··· Data for this task

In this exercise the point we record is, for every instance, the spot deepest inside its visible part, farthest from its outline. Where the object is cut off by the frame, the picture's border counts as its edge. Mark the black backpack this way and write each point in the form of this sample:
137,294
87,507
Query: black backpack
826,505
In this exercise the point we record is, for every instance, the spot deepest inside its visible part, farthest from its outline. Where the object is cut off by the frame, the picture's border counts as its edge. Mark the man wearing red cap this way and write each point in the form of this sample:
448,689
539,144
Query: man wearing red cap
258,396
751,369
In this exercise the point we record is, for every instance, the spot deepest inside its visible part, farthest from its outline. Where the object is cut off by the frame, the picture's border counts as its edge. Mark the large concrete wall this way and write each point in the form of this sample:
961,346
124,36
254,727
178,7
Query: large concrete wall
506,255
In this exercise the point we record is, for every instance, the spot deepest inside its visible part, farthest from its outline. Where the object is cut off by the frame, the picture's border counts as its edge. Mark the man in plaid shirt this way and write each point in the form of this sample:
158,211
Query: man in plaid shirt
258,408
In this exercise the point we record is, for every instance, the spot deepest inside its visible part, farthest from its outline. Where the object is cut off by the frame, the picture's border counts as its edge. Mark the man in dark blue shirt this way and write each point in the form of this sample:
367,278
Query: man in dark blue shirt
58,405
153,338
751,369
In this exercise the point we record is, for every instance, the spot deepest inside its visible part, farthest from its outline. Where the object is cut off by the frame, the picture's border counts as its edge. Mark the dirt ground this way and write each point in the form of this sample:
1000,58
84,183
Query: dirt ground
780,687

······

Write out all the records above again, switching "Query" to "Label" everywhere it occurs and leaving everything else unchanged.

- _Result of this task_:
In this exercise the point we record is, for every instance, the spot deepest inside its visible part, farthest from its outline. Where the object is cut off by the frame, the picture's border counts as its edge. Mark the black backpack this way and write each point in the form of this sample:
137,294
87,507
Label: black backpack
826,505
In this exercise the point we record is, for every instance, the spot deepest inside its visible part, farthest from its outline. Where the object is cut off by the frame, the picture's border counts as its edge. Mark the man wearing red cap this way and write each point in the form of this sample:
448,689
539,144
Label: man wearing red cap
258,396
751,369
In this exercise the point we record is, for every instance, the spot deepest inside its visible part, farthest from its outline. Where the object is cut off by the frame, the picture's border counts as its edge. Mark the large concrete wall this way and write each point in the form of this sample:
961,346
124,36
254,727
178,7
Label: large concrete wall
506,255
In this exercise the point we record is, for every instance, the spot deepest inside its visible part, farthest from its outline. Where the object is cut off by the frame, the picture's border counts as its edge. Mark the man in plaid shirt this way and write each point in the form of this sample:
158,211
Label: man in plaid shirt
258,408
In this exercise the point we record is, for every instance, the spot deepest inside its visible part, farthest from its outline. Where the object is cut off by the frame, the picture's border counts as its edge. Mark the man in dark blue shirt this way and write each point in the form of this sample:
367,278
Label: man in dark blue shirt
58,405
153,338
751,369
In this exercise the point we record is, for every instance, the spot deepest inside its visible part, farthest from its outline. Where the object is cut off by the frame, the picture's border counts as its edge. Mark the dirt ground this way and write each point in the form of this sample:
1000,58
84,183
Label: dirt ground
780,687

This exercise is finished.